━━ Records for the exercise

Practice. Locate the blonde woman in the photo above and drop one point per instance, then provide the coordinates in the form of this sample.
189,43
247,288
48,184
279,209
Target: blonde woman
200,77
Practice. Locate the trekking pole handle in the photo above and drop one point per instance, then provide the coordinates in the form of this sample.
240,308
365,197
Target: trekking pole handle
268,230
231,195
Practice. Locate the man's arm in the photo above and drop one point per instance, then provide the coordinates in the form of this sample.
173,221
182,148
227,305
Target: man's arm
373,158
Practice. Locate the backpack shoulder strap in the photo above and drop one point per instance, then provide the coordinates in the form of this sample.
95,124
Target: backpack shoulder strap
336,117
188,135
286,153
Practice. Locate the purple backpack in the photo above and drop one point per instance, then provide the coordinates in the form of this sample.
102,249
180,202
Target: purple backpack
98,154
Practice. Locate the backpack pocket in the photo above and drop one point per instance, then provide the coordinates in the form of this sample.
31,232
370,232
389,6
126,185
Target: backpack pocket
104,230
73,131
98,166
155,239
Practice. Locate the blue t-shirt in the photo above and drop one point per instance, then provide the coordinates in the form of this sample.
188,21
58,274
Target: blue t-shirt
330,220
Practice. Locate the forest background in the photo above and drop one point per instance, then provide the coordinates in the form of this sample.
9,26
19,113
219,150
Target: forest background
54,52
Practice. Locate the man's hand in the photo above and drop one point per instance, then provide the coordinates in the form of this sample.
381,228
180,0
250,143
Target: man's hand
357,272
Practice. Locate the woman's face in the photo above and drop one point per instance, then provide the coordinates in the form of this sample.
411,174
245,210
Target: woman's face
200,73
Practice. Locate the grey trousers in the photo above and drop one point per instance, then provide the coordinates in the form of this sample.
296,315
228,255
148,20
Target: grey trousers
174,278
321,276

━━━━

Filter the entries above down to the lines that hold the word "drop", and copy those lines.

Practice. Locate the blonde woman in the photo above and drop one point per instance, then provide the coordinates in the form of this sample.
Practice. Locate the trekking pole handle in the photo above and drop one point per instance, then provide the coordinates in the form of this sample.
Practice. Locate the man's arm in the photo above and drop one point per instance, then provide the coordinates in the form of this sample.
Practice. Locate the backpack shoulder strap in the photo above and drop one point per instance, then provide the coordinates in the form of this sample.
Practice. Locate the purple backpack in the photo above and drop one point per instance, then provide the coordinates in the form of this sample.
Practice. Locate the backpack pocket in the photo above and drop one point per instance, then provide the coordinates in the form of this sample.
Practice. Locate the blue t-shirt in the photo above and drop one point per instance, then provide the coordinates in the form of this sample.
Practice. Locate the forest background in the photo above and drop one point per instance, then provide the coordinates in the form of this sample.
Practice. Locate the man's hand in the photo above and drop one point per instance, then provide the coordinates in the form of this sample.
Practice. Locate the woman's face in the photo above and drop one point per instance, then provide the coordinates in the form of this sample.
Practice. Locate the grey trousers in the photo above and drop one point per instance, then provide the coordinates in the form of this sample.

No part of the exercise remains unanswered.